→ **The exercise**
In each of the items below, substitute "area" for "region" and rewrite the text with nothing else changed. Don't include the pictures in your version.

→ **Annotation dataset entries**
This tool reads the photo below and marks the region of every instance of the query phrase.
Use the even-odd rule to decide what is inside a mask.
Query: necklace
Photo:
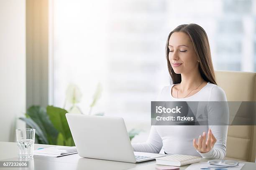
[[[200,85],[199,85],[196,89],[192,90],[190,91],[190,92],[189,92],[188,94],[186,96],[185,96],[183,98],[186,98],[187,96],[188,96],[188,95],[189,95],[192,91],[193,90],[197,90],[197,89],[199,87],[200,87],[200,86],[201,85],[202,85],[202,84],[203,83],[203,82],[204,82],[204,79],[203,79],[202,81],[202,82],[201,83],[201,84],[200,84]],[[177,98],[179,98],[179,97],[178,97],[178,92],[179,92],[179,88],[180,87],[180,85],[179,85],[179,89],[178,89],[178,90],[177,90]]]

→ **Answer to this task**
This tool reads the photo below and marks the area of every instance of the query phrase.
Use the even-odd rule to decide what is inside a mask.
Query: necklace
Photo:
[[[200,85],[199,85],[196,89],[192,90],[190,91],[190,92],[189,92],[188,94],[186,96],[185,96],[183,98],[186,98],[187,96],[188,96],[188,95],[189,95],[192,91],[193,90],[197,90],[197,89],[199,87],[200,87],[200,86],[201,85],[202,85],[202,84],[203,83],[203,82],[204,82],[204,79],[203,79],[202,81],[202,82],[201,83],[201,84],[200,84]],[[177,98],[179,98],[179,97],[178,97],[178,92],[179,92],[179,88],[180,87],[180,85],[179,85],[179,89],[178,89],[178,90],[177,90]]]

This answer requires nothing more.